==== RECORDS FOR THIS EXERCISE

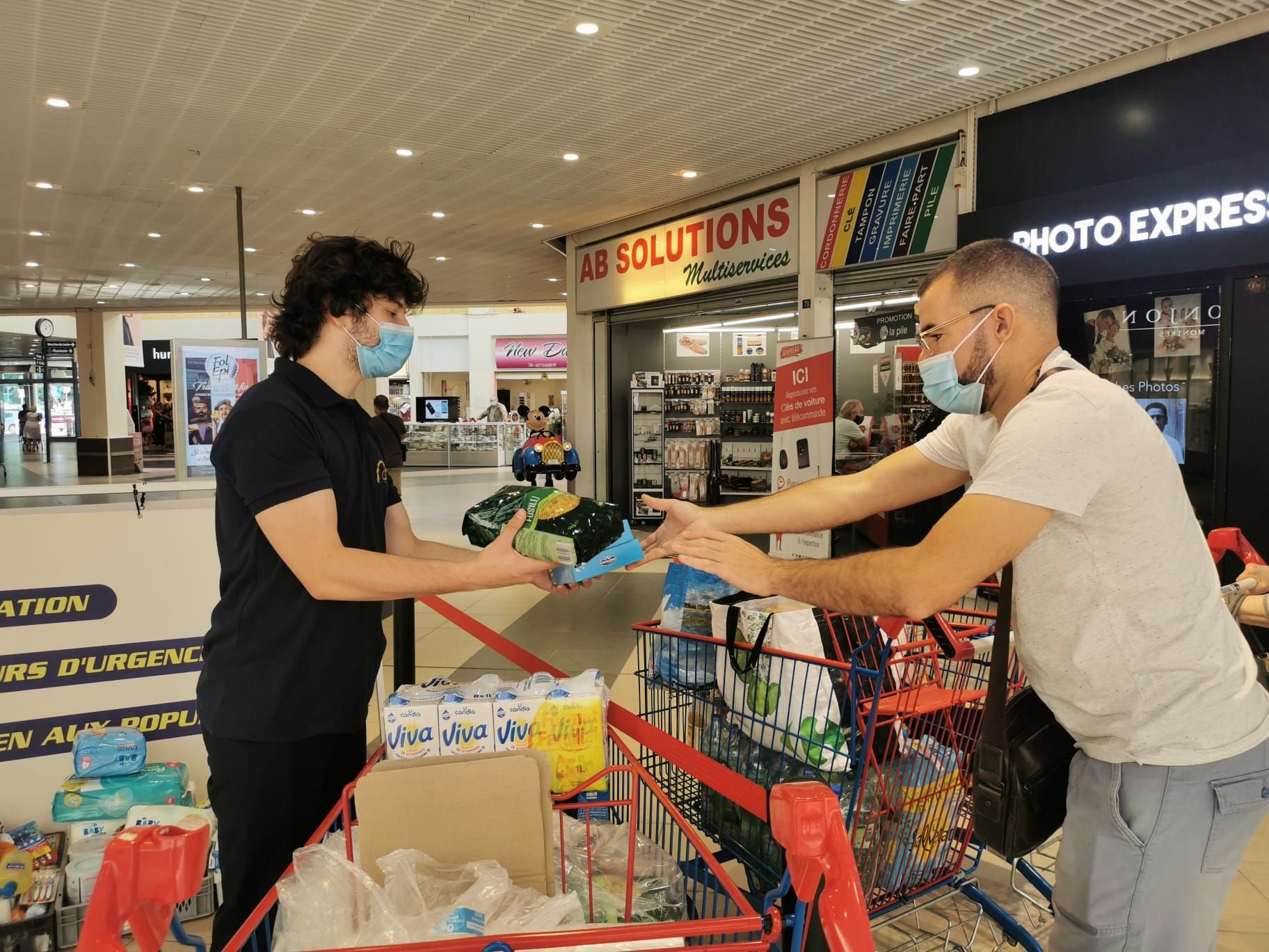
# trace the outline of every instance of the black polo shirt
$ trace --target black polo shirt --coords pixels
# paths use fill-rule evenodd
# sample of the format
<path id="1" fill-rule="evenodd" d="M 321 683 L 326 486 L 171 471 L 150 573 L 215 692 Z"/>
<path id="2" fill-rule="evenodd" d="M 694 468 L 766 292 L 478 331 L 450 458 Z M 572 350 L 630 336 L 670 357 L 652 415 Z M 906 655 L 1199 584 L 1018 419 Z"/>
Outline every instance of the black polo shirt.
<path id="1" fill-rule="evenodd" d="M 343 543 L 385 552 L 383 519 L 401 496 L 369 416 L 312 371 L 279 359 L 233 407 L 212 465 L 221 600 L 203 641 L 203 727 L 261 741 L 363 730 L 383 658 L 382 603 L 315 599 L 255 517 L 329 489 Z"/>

========
==== RECORDS FOR THIS EXERCISE

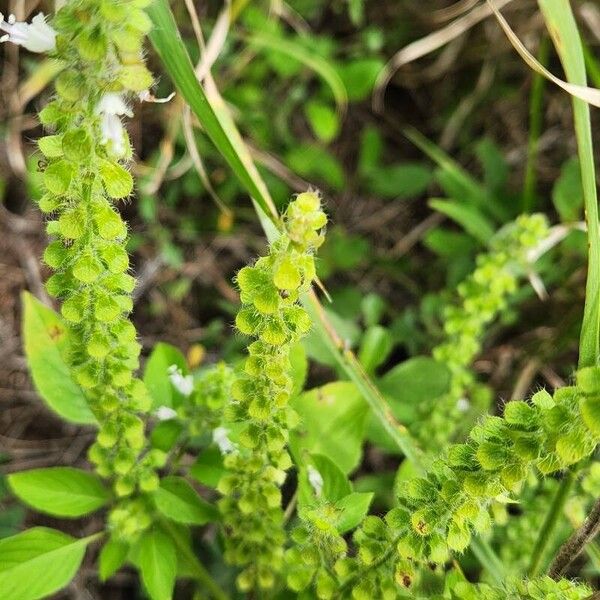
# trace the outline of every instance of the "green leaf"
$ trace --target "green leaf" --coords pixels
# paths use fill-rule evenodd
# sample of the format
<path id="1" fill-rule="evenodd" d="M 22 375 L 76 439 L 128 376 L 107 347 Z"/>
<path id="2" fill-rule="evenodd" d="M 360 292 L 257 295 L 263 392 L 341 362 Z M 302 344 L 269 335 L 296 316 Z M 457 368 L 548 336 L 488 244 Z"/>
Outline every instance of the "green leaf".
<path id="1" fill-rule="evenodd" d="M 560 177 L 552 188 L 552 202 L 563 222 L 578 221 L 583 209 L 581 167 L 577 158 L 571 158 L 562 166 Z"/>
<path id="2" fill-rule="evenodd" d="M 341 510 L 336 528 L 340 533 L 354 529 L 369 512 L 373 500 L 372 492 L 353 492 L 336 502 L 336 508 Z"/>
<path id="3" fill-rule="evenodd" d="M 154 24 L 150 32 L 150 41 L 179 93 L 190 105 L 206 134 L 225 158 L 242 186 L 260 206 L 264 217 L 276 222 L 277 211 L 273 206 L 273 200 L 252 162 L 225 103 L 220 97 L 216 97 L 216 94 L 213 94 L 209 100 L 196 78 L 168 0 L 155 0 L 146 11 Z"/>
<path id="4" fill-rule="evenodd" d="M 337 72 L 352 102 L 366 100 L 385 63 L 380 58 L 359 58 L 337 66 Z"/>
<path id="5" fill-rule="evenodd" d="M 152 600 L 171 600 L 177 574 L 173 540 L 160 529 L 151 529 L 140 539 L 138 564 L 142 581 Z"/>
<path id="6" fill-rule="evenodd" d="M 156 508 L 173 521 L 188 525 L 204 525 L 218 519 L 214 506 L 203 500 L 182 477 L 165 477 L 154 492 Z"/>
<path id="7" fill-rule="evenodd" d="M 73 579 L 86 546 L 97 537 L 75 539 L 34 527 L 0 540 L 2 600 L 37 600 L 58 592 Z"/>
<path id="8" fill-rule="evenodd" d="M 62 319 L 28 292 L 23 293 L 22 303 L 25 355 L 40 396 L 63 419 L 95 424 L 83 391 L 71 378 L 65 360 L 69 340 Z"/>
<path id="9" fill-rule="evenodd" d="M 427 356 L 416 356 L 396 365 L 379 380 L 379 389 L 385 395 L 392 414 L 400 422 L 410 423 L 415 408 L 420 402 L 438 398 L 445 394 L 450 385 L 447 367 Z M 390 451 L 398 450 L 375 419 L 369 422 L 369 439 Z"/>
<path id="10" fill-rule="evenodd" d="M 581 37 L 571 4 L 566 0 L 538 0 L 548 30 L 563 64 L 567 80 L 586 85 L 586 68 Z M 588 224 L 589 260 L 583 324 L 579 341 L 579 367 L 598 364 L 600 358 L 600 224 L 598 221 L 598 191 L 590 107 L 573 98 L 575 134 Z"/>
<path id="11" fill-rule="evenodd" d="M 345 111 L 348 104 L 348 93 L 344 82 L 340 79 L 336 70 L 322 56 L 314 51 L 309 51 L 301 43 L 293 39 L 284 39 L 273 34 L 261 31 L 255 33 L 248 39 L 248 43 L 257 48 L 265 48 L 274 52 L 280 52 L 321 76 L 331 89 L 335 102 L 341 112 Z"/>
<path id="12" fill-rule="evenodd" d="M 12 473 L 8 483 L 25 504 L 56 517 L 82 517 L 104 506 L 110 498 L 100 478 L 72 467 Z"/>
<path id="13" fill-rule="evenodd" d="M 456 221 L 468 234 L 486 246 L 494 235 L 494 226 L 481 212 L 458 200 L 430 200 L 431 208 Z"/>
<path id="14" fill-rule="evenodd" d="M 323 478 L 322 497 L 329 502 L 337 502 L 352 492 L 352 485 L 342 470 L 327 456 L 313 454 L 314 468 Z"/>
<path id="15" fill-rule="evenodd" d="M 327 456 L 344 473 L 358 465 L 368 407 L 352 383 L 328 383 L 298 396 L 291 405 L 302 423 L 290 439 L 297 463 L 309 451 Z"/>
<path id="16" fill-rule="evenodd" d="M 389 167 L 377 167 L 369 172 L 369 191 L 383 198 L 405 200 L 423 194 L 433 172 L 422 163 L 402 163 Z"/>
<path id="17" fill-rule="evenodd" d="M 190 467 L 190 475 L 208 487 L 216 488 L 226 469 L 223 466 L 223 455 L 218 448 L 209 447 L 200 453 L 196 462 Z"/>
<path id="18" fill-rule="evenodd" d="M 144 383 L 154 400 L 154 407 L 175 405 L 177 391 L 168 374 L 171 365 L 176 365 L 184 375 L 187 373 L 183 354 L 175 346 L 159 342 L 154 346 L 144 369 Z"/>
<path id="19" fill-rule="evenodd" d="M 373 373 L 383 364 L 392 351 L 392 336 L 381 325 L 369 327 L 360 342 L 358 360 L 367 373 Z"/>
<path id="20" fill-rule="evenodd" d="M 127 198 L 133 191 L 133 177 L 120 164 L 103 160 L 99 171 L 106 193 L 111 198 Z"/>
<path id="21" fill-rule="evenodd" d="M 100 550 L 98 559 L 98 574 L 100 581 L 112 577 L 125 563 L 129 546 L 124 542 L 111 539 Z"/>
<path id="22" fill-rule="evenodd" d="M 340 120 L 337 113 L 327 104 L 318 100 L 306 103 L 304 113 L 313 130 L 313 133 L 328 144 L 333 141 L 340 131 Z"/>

========
==== RECORDS FOR THIS EXERCISE

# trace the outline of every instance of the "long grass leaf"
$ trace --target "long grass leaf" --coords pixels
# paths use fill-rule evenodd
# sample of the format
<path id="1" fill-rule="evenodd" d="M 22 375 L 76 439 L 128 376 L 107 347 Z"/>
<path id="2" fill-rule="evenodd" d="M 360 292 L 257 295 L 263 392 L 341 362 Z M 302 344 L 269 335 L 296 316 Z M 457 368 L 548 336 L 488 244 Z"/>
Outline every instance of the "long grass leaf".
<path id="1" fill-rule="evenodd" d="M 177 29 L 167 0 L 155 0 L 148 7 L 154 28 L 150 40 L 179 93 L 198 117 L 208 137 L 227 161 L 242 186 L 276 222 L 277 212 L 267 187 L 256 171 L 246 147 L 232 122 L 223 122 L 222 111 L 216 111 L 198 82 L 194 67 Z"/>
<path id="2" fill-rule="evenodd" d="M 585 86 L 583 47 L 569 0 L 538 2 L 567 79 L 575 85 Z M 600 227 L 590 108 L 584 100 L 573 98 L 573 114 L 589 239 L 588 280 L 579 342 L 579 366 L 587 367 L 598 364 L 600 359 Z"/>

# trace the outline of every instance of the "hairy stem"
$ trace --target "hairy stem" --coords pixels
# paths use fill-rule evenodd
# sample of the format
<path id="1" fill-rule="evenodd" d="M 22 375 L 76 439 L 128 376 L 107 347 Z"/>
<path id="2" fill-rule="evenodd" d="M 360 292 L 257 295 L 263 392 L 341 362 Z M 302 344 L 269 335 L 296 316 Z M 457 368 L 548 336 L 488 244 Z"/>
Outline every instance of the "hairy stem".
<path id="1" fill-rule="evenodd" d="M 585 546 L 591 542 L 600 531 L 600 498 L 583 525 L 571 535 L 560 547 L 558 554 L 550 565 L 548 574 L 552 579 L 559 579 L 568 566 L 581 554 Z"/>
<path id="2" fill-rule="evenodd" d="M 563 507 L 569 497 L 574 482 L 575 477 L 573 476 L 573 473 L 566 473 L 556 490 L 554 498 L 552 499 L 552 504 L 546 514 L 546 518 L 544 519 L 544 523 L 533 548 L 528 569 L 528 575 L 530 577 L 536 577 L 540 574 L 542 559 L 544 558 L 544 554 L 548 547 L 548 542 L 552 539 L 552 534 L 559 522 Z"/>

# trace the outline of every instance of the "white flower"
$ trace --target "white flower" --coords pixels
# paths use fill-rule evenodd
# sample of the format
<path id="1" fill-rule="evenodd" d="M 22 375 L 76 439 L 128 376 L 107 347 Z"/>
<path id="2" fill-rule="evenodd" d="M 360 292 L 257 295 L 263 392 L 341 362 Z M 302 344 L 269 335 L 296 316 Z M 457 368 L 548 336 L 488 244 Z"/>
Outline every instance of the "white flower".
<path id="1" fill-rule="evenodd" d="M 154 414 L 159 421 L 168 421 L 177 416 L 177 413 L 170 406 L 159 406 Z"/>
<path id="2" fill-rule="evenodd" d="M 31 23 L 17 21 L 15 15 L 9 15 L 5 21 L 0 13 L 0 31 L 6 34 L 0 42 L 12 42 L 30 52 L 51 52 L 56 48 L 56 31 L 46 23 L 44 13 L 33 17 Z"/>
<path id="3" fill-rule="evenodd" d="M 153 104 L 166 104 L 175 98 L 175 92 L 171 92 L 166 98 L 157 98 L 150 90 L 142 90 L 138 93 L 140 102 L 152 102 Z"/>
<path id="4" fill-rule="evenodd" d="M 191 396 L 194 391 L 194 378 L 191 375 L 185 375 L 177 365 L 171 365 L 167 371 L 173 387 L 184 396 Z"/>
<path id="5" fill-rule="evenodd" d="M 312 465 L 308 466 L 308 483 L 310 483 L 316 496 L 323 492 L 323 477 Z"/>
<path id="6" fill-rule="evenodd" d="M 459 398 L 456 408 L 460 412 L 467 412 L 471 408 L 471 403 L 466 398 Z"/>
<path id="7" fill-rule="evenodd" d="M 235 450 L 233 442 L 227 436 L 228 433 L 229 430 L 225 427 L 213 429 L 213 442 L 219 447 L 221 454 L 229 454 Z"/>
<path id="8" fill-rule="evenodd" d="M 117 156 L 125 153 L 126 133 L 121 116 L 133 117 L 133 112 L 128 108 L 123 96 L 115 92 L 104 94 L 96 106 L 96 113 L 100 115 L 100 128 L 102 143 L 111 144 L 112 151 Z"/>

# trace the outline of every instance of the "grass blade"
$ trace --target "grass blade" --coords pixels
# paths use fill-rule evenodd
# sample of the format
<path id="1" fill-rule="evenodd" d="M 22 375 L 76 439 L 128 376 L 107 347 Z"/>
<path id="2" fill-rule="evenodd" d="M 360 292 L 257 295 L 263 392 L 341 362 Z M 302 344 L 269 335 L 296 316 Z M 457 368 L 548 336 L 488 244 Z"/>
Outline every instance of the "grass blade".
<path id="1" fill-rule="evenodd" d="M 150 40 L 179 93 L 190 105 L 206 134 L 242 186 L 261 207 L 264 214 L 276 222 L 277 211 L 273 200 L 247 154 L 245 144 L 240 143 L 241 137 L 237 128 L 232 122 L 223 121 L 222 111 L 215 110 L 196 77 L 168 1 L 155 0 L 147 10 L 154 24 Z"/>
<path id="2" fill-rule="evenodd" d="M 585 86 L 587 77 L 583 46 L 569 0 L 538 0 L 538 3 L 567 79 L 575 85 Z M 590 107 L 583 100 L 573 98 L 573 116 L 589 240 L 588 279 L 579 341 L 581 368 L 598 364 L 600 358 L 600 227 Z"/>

========

# WORK TO DO
Copy out again the lines of the material above, starting at the line that contains "# trace the outline of every instance of the black" and ending after the line that contains "694 468 L 766".

# FINISHED TASK
# trace the outline of every instance of the black polo shirt
$ trace --target black polo shirt --coords pixels
# paths use fill-rule evenodd
# sample of the format
<path id="1" fill-rule="evenodd" d="M 321 683 L 326 486 L 171 471 L 150 573 L 215 692 Z"/>
<path id="2" fill-rule="evenodd" d="M 694 468 L 766 292 L 478 331 L 450 458 Z M 572 350 L 630 336 L 670 357 L 652 415 Z M 906 655 L 1199 584 L 1018 419 Z"/>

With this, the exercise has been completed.